- Exercise task -
Show each line in the items below that contains the string "dresser". Case counts.

- Source records -

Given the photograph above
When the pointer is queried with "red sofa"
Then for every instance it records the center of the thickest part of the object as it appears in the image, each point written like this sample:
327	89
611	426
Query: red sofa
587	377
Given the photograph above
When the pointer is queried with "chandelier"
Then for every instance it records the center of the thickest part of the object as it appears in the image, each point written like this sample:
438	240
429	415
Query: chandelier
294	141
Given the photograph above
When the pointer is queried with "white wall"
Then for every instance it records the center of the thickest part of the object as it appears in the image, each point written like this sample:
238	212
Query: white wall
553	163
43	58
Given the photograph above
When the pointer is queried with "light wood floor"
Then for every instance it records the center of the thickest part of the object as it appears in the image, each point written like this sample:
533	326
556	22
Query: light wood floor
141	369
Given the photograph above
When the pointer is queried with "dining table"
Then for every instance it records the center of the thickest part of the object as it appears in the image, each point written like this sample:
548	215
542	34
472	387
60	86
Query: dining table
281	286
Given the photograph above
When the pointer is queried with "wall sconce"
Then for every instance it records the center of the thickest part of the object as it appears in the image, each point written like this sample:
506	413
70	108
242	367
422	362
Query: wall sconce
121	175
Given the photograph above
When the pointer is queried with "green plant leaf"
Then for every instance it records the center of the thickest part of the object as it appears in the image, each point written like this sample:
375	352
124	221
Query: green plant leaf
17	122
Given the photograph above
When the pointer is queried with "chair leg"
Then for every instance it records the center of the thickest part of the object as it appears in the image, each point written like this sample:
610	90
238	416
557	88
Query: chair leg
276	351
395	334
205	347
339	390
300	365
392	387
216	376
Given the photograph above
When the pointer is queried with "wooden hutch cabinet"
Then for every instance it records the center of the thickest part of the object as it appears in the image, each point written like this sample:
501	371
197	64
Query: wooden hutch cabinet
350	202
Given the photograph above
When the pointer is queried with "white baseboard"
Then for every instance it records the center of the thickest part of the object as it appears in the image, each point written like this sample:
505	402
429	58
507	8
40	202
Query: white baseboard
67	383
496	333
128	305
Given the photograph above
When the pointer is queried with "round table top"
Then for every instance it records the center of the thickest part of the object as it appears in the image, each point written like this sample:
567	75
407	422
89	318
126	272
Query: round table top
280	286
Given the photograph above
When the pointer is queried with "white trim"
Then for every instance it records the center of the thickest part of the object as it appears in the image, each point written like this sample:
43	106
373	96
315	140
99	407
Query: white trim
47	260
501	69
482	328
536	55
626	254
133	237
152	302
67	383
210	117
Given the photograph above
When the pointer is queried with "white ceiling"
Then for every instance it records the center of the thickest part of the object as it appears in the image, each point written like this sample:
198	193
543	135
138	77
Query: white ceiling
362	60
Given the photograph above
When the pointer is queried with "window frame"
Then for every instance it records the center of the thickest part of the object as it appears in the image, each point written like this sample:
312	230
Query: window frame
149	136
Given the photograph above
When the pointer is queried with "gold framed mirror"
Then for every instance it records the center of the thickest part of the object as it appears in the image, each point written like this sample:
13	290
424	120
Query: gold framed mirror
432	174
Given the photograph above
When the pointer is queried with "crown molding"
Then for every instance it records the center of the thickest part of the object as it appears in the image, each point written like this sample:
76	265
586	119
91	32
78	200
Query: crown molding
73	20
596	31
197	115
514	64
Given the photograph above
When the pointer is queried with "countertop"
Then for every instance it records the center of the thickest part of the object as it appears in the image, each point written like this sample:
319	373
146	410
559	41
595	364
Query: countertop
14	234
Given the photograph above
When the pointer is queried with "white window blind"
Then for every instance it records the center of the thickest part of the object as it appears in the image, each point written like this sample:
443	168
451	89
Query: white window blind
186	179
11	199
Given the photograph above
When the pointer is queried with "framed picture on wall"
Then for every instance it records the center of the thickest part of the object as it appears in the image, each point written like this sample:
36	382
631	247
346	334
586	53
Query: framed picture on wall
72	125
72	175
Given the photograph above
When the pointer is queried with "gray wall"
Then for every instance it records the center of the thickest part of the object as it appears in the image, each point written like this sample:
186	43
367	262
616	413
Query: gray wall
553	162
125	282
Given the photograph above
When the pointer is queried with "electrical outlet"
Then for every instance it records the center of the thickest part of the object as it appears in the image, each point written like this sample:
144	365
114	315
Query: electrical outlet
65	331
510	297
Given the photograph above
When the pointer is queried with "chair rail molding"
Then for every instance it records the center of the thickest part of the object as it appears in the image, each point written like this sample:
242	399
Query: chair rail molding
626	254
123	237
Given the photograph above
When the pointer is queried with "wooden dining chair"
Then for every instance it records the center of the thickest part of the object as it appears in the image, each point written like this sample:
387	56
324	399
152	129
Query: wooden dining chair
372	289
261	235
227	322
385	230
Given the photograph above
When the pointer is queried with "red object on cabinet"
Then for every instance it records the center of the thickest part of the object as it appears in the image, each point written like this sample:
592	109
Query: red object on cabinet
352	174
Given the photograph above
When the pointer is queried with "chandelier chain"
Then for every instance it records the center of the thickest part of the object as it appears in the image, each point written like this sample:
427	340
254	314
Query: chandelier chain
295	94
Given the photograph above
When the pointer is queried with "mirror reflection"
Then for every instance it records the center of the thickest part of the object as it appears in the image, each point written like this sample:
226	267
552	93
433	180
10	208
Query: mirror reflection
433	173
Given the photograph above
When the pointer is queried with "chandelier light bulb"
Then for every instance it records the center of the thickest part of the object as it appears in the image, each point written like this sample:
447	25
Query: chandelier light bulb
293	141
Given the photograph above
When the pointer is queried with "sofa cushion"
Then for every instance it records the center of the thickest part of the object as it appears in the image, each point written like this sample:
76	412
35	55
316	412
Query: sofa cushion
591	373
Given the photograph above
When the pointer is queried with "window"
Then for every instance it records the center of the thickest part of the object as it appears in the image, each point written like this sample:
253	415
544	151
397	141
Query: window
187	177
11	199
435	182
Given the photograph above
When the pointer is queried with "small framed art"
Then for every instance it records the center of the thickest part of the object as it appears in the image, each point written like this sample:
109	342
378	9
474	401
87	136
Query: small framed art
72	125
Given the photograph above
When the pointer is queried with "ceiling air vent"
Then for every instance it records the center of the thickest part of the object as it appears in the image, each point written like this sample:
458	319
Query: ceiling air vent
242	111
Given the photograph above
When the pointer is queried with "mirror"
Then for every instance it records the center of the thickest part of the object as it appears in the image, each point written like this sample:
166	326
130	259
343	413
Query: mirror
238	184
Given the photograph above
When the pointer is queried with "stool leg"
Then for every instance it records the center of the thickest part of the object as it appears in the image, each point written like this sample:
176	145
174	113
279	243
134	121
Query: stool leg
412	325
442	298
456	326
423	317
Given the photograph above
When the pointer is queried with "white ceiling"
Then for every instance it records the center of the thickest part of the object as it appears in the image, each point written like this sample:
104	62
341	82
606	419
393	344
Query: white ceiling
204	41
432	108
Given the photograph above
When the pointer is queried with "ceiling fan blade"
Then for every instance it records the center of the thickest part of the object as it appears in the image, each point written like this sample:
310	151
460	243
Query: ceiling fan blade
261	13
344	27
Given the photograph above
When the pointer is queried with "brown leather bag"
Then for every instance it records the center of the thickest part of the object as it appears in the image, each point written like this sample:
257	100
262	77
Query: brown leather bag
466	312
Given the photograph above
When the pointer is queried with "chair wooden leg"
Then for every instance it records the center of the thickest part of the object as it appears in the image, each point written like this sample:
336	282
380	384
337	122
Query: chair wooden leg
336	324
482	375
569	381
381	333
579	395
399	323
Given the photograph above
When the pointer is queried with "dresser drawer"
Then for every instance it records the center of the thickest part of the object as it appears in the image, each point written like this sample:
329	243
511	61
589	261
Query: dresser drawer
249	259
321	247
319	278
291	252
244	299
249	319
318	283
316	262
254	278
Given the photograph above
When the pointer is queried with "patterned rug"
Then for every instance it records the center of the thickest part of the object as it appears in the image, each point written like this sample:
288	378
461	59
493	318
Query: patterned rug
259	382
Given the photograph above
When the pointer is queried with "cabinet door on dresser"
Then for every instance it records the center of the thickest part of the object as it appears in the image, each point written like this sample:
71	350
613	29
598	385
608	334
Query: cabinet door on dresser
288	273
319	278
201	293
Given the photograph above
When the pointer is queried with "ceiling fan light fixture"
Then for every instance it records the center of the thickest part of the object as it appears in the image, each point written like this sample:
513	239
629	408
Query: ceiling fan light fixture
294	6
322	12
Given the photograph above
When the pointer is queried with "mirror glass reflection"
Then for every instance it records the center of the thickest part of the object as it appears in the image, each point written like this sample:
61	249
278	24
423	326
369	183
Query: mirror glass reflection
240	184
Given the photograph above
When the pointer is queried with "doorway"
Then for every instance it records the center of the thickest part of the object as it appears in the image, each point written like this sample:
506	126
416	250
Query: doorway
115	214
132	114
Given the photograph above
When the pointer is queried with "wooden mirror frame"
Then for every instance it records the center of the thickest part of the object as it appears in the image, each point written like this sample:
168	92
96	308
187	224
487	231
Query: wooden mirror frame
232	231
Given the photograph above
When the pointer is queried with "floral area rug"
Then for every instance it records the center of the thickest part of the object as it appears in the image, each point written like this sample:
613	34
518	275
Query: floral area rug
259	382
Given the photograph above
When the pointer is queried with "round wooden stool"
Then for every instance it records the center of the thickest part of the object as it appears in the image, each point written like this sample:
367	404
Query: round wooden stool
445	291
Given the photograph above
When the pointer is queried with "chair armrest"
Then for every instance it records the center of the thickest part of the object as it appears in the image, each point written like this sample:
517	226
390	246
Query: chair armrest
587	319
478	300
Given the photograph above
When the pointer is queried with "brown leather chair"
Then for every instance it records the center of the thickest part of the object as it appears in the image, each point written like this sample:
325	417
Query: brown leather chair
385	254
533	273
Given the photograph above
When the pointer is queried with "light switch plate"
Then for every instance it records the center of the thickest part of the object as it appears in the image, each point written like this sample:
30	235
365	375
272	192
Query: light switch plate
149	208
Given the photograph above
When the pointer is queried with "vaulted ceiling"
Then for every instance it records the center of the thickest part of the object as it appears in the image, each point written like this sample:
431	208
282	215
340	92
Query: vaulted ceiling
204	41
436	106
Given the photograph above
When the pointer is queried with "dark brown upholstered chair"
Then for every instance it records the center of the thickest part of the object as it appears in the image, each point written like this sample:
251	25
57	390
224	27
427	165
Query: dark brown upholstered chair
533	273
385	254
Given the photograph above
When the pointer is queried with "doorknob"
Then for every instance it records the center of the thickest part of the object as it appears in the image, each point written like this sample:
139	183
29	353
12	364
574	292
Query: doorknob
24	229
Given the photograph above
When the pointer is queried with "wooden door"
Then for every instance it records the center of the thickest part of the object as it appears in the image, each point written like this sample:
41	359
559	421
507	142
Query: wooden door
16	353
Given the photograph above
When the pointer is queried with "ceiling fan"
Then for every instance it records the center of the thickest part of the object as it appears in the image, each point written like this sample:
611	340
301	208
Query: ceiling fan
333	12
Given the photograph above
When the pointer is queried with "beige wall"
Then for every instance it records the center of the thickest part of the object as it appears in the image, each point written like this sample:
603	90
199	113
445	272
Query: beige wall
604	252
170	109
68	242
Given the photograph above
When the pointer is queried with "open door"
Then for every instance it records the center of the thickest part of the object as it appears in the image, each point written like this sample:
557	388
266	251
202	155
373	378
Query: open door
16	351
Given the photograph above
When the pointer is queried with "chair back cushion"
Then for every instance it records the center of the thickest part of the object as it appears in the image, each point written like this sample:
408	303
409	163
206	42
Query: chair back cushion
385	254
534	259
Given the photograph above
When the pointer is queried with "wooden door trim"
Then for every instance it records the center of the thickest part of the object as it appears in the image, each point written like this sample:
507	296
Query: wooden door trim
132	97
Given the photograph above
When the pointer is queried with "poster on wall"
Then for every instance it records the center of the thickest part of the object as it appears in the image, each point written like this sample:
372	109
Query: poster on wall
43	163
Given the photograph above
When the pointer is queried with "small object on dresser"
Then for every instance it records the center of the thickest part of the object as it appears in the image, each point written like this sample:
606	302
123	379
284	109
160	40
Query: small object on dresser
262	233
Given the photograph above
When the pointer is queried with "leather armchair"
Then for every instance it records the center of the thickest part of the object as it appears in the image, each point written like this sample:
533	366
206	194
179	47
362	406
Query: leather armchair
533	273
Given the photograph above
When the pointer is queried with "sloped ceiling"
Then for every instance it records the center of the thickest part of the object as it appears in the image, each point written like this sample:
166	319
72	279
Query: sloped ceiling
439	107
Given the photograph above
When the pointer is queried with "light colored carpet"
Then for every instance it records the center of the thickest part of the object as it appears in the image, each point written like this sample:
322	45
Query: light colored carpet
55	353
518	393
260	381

- Finished answer -
When the pointer is queried with "dresser drawer"
Query: dresser drawer
When the pointer is queried with "cabinet door on dresser"
Query: cabinet door on dresser
When the pointer is queried with "small object on dresser"
Query: small object on dresser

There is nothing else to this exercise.